- **Records for this exercise**
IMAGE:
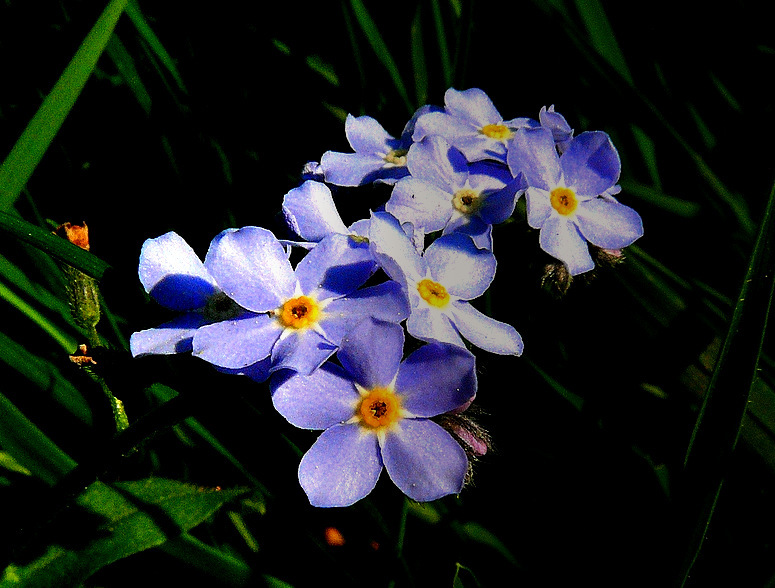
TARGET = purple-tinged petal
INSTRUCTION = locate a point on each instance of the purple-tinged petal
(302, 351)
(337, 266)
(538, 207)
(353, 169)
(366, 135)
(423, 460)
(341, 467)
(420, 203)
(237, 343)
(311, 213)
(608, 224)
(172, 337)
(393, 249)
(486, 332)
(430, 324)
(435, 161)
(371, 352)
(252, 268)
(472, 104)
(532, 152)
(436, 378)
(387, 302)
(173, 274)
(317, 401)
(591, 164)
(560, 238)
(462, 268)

==

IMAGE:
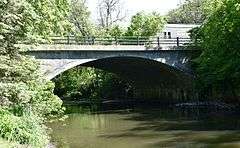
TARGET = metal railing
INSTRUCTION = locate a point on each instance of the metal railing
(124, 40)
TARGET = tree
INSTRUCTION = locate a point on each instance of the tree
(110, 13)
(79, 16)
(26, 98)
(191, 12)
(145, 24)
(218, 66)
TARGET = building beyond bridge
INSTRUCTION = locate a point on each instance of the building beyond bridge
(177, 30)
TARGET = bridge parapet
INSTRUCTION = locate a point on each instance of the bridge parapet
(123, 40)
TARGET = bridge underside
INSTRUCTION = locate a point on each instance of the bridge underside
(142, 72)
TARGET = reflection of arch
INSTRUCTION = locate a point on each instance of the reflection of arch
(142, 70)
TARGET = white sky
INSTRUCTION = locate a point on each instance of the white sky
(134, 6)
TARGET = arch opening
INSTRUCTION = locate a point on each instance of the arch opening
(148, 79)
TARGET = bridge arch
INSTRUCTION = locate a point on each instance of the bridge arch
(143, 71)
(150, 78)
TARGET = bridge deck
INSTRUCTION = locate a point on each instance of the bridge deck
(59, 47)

- **Brief**
Show every line in the entries above that contains the string "TARGET".

- **Output below**
TARGET = purple-tinged petal
TARGET = metal railing
TARGET = tree
TARGET = building beyond bridge
TARGET = bridge parapet
TARGET = bridge underside
TARGET = reflection of arch
TARGET = white sky
TARGET = arch opening
TARGET = bridge arch
TARGET = bridge deck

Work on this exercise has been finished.